> [Extracted text]

Latin America was represented by two features. Movies, Aspirin and Vultures is a pleasantly ambling road movie from Brazil, about a German wanderer washed up in the early 1940s, after many hippyish wonderings, in Brazil. He earns a living driving around the scrubby countryside selling aspirins, with the help of a small mobile projector with which he shows the drug company's naively promotional films. When he's joined by Ranulpho, who's heading out for the big city, they strike up a warm and easy relationship and become partners in the job. Nights under the stars, snakebites, dalliance with a passing female hitch hiker - life is undemanding, until in August 1942 Brazil joins the war against Germany and nationality, hitherto meaningless, starts to matter. Johann has to decide whether to leave to fight for his country, or be interned. Not a lot happens, but the film looks absolutely great, arid landscapes of deprivation and close-up faces combining to celebrate the importance of the small things of life.

> [Problems and tasks]
1) According to the film review, in what month and year does Brazil join the war against Germany?
2) Write the next part of the film review, picking up after its final sentence.

Pointing dataset excerpts:
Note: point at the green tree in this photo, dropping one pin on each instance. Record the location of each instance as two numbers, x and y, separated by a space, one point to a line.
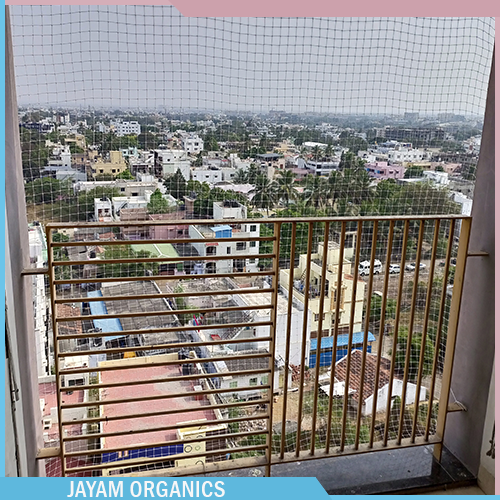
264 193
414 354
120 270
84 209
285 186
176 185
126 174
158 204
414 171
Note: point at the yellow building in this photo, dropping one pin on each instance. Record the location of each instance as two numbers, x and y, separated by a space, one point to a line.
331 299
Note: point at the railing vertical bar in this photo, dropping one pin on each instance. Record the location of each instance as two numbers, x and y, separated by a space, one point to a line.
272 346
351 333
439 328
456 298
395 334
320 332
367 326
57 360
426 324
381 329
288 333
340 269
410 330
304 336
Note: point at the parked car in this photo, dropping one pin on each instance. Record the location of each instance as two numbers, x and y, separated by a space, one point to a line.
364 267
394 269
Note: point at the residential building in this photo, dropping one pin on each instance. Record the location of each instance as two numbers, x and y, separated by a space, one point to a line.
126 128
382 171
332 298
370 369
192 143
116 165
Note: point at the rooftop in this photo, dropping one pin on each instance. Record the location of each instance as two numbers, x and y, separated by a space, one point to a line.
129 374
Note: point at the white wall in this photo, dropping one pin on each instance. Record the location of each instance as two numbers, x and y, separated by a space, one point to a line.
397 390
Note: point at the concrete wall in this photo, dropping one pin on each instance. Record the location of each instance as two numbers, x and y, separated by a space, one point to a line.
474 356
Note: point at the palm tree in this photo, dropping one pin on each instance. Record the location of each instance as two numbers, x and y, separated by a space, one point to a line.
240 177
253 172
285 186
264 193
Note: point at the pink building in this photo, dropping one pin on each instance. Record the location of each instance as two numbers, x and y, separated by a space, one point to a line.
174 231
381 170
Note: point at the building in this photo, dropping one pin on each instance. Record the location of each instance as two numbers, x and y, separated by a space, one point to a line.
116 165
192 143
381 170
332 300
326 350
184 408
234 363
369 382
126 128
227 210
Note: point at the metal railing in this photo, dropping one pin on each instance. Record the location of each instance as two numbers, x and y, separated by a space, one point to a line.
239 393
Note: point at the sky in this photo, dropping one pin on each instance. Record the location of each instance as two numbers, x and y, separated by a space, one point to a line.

> [The replies]
1) August 1942.

2)
And finally El Cobrador :In God We Trust - what on earth is going on here? Starting with the murder of a dentist (and who can say they haven't been tempted?) we proceed into a glorious muddle of plot, involving at least three strands - an evil millionaire industrialist (Peter Fonda), a silent young Brazilian, both of whom are keen on killing, and a seeming-sensible female photo journalist with a mysterious background. How will they come together? At first we go along swimmingly in what seems like a fairly well done thriller, interestingly shot, with socio-political overtones. But as the film becomes progressively obsessed with its own right-on-ness, with random borrowings from the beginners' book of agitprop film sequences (including the obligatory ‘attractive semi-naked girl finds gun and proceeds to mimic shooting'), not-so-clever chronology shifts, gratuitous arty sex and - oh no - TV images of the Twin Towers, one's reaction changes. Neither head spinning changes of location from Miami to Brazil to Argentina to Mexico, nor long sequences of slave-labourers hauling their loads up the slopes of a gold mine make meaningful anti-globalisation statements. Not that the film loses its attraction - there remains the urge to make some sense and the open-mouthed ‘whatever next' instinct, plus pleasure in the increasingly ludicrous Peter Fonda thread, when he engages the help of an elderly gypsy lady in sequences of overacting to operatic, nay heroic, proportions, which had me in stitches. Never a dull moment, but scarcely what the director intended.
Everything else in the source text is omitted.